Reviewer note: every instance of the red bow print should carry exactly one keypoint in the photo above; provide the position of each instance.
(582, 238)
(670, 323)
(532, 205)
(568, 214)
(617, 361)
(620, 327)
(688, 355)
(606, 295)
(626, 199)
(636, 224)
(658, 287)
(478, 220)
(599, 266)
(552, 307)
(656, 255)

════

* _Work to be completed_:
Write out every one of the items above word for word, with no changes.

* _Completed exercise_:
Reviewer note: every instance of the red bow print should carry exactly one keypoint in the photo above; provide the position of each instance.
(582, 238)
(670, 323)
(532, 205)
(568, 214)
(617, 361)
(620, 327)
(688, 355)
(606, 295)
(626, 199)
(636, 224)
(658, 287)
(478, 220)
(599, 266)
(552, 307)
(656, 255)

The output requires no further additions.